- [Data records]
-- START --

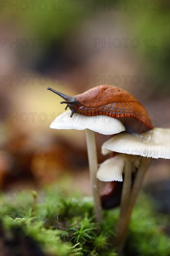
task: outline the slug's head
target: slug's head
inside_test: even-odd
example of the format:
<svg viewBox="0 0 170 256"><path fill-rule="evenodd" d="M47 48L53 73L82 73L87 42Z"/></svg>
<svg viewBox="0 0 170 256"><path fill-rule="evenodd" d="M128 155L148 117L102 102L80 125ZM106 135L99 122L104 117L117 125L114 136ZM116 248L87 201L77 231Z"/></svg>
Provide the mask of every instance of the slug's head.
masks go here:
<svg viewBox="0 0 170 256"><path fill-rule="evenodd" d="M65 103L67 104L65 109L67 109L68 107L69 108L71 111L70 117L72 117L75 112L75 107L79 103L78 101L76 99L75 97L69 96L68 95L62 94L62 93L56 91L56 90L54 90L54 89L52 89L52 88L50 88L50 87L47 88L47 90L50 90L50 91L51 91L51 92L53 92L53 93L59 95L59 96L60 96L60 97L63 98L63 99L65 101L61 101L60 103L61 104Z"/></svg>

-- END --

- [Work to do] Render the records above as a two-column CSV with the headers "prompt" and "response", one row per record. Put each record's text and its answer in one quoted field each, with line breaks turned into spaces, and leave out the pictures.

- [Written solution]
prompt,response
"task: outline the slug's head target: slug's head inside_test: even-odd example of the format: <svg viewBox=""0 0 170 256""><path fill-rule=""evenodd"" d=""M47 48L53 73L82 73L87 42Z""/></svg> <svg viewBox=""0 0 170 256""><path fill-rule=""evenodd"" d=""M128 155L148 117L102 102L80 125ZM106 135L99 122L104 117L117 125L114 136ZM116 248L87 201L77 231Z""/></svg> Provide the mask of every instance of the slug's head. masks go here:","<svg viewBox=""0 0 170 256""><path fill-rule=""evenodd"" d=""M65 103L67 104L65 109L67 109L68 107L69 108L71 111L70 117L72 117L75 112L75 107L79 103L78 101L76 99L75 97L69 96L68 95L62 94L62 93L56 91L56 90L54 90L54 89L52 89L52 88L50 88L50 87L47 88L47 90L50 90L50 91L51 91L51 92L53 92L53 93L59 95L59 96L60 96L60 97L63 98L63 99L65 101L61 101L60 103L61 104Z""/></svg>"